PROVIDED RECORDS:
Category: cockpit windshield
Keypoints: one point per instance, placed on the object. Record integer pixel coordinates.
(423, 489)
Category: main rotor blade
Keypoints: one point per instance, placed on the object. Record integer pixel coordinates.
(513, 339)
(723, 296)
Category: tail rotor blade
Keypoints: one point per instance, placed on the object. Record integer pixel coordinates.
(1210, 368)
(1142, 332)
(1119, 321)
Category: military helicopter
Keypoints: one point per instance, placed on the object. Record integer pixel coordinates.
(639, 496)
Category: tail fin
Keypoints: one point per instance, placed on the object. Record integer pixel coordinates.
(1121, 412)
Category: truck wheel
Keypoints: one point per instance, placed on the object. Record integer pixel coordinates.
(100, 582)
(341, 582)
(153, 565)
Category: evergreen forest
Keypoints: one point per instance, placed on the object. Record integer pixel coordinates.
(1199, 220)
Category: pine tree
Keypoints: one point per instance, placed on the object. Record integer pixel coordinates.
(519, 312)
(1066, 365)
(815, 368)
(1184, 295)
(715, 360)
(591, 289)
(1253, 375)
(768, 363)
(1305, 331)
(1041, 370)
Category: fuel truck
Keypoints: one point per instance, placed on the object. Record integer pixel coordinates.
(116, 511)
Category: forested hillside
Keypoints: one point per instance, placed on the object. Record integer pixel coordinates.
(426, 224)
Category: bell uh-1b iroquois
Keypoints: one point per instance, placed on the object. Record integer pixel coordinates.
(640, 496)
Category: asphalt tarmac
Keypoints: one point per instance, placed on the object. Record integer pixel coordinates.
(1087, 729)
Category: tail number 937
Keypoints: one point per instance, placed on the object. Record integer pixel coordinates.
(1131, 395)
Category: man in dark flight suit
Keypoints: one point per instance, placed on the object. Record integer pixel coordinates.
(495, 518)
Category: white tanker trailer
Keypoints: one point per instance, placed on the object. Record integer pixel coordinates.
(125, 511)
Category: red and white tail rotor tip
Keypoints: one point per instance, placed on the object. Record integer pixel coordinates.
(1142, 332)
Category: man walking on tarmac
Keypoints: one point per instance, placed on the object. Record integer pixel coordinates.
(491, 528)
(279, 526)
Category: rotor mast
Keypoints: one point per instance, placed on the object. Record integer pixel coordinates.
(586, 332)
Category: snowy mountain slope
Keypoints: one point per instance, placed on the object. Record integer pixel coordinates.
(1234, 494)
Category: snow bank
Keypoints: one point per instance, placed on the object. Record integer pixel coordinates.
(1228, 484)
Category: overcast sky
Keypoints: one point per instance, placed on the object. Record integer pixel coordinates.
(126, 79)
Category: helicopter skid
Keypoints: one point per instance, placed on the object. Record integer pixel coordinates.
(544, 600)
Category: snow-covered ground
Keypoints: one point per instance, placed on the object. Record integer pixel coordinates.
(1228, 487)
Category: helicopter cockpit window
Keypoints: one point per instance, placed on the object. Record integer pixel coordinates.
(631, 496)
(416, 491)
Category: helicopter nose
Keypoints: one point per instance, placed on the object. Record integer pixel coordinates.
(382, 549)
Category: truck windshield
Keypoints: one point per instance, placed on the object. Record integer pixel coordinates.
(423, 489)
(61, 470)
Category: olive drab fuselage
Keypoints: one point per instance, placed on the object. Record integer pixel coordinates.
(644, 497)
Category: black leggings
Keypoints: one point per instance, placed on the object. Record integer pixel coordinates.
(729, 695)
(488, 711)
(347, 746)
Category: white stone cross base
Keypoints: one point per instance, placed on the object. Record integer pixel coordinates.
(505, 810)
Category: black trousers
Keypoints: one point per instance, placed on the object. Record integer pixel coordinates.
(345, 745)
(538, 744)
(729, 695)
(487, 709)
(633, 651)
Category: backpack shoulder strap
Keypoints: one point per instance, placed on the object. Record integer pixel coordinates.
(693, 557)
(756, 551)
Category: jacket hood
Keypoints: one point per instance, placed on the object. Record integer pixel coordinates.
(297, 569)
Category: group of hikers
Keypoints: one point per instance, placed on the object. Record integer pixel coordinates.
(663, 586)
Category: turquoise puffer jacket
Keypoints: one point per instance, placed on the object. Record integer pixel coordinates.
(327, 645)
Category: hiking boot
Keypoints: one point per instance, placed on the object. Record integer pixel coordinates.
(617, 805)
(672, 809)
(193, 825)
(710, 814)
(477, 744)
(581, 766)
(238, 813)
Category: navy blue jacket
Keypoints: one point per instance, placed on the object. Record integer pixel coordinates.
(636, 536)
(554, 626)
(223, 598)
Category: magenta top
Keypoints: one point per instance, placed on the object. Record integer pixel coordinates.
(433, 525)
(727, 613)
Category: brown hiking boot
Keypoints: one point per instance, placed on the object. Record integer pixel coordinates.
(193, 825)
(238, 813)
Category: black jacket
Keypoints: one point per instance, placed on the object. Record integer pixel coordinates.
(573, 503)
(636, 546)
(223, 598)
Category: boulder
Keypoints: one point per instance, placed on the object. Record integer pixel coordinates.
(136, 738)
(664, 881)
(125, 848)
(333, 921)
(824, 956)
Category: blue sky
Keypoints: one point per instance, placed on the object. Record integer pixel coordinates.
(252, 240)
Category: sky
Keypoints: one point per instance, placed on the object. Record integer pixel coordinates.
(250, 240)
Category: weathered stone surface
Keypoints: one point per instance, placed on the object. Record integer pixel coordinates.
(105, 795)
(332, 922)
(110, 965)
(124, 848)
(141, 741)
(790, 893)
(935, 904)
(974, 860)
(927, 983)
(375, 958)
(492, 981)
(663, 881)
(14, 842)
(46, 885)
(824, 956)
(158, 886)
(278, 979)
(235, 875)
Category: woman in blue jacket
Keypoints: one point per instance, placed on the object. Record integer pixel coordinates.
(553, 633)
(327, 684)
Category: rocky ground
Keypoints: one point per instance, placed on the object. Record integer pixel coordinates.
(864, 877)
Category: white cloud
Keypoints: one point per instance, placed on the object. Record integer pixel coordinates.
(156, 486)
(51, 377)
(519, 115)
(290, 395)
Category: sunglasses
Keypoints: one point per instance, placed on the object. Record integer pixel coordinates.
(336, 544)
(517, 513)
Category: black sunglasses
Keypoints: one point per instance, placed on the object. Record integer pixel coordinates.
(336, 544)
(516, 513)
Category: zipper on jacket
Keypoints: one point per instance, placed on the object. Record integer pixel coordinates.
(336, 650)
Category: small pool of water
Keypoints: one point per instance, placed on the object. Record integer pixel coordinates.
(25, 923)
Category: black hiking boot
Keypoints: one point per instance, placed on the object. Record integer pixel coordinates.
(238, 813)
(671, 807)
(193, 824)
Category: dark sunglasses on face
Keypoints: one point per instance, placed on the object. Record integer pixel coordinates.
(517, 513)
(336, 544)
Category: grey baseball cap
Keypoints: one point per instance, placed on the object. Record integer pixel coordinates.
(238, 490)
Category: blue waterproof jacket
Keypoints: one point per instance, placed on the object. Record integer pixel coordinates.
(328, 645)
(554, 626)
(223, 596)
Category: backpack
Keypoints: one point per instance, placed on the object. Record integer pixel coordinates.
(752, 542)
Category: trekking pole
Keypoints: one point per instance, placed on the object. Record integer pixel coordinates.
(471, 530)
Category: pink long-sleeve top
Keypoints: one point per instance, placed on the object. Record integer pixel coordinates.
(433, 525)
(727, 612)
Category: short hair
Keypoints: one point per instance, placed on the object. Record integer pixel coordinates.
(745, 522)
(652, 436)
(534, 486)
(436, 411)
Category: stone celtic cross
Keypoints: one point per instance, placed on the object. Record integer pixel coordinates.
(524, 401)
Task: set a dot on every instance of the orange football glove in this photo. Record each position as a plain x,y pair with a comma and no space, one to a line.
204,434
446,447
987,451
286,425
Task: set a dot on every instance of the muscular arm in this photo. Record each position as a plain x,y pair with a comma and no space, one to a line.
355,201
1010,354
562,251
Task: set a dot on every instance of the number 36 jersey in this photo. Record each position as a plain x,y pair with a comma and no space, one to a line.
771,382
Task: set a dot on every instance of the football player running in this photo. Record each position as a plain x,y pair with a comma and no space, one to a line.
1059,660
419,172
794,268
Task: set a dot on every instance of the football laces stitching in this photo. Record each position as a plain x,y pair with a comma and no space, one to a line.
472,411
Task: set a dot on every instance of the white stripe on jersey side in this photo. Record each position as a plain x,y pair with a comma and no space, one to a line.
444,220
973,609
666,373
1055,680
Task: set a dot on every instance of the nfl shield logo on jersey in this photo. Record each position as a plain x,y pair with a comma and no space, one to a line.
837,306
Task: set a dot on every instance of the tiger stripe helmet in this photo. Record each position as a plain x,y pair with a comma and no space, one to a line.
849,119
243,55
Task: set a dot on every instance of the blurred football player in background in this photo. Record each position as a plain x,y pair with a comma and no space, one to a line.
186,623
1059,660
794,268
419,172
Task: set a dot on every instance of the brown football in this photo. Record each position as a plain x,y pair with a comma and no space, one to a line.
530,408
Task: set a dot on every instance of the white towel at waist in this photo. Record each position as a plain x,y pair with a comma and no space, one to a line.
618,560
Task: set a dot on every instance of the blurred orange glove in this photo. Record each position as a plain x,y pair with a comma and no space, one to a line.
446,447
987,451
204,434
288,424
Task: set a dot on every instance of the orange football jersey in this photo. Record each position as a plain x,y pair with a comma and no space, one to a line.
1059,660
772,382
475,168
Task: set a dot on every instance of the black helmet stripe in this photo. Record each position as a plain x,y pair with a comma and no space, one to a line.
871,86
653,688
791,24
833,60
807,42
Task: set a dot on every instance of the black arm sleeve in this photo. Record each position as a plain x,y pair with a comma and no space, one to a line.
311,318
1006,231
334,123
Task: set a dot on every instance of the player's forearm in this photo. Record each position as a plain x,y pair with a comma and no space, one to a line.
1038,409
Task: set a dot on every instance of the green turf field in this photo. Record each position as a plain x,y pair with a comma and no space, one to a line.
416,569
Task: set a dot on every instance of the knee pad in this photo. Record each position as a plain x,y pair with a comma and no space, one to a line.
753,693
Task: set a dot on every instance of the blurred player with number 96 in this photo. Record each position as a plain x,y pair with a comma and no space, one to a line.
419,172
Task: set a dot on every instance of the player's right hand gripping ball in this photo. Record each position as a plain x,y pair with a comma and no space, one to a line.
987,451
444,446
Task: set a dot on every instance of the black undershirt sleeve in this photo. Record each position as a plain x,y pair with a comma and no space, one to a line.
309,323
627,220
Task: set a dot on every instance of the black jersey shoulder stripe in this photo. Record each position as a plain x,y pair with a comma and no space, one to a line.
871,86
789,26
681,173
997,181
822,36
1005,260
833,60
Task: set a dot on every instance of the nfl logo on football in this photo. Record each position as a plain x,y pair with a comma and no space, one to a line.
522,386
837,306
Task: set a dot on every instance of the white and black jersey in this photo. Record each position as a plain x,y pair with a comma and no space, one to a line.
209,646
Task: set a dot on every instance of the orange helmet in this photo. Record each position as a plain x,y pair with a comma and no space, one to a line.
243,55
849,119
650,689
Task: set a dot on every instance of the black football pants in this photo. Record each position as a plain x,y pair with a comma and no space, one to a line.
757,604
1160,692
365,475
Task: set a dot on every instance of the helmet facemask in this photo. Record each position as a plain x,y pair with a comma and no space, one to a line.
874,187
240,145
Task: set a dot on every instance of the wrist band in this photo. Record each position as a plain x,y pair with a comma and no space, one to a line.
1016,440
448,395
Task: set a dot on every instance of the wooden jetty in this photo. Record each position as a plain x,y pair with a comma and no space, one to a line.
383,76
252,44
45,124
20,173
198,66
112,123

BRIEF:
In the data above, find the line that contains "Category: pine tree", then reproduce exactly every line from the first line through that line.

ANSWER SECTION:
Category: cockpit windshield
Keypoints: one point per instance, placed on the object. Record integer pixel coordinates.
(423, 489)
Category: main rotor blade
Keypoints: one point per instance, placed on the object. Record integer pixel coordinates.
(513, 339)
(723, 296)
Category: tail rotor blade
Keypoints: one point per instance, placed on the object. Record integer pixel coordinates.
(1210, 368)
(1142, 332)
(1119, 321)
Category: military helicopter
Keypoints: one point per instance, placed on the object. Record integer pixel coordinates.
(639, 496)
Category: tail fin
Keypoints: one point per instance, placed on the object. Record integer pixel coordinates.
(1121, 412)
Category: truck wheel
Keypoints: one point per instance, placed on the object. Record integer pixel coordinates.
(100, 582)
(341, 582)
(153, 565)
Category: evergreen forest
Keypoints: one point per instance, placed on the object. Record integer pixel coordinates.
(1199, 220)
Category: pine tree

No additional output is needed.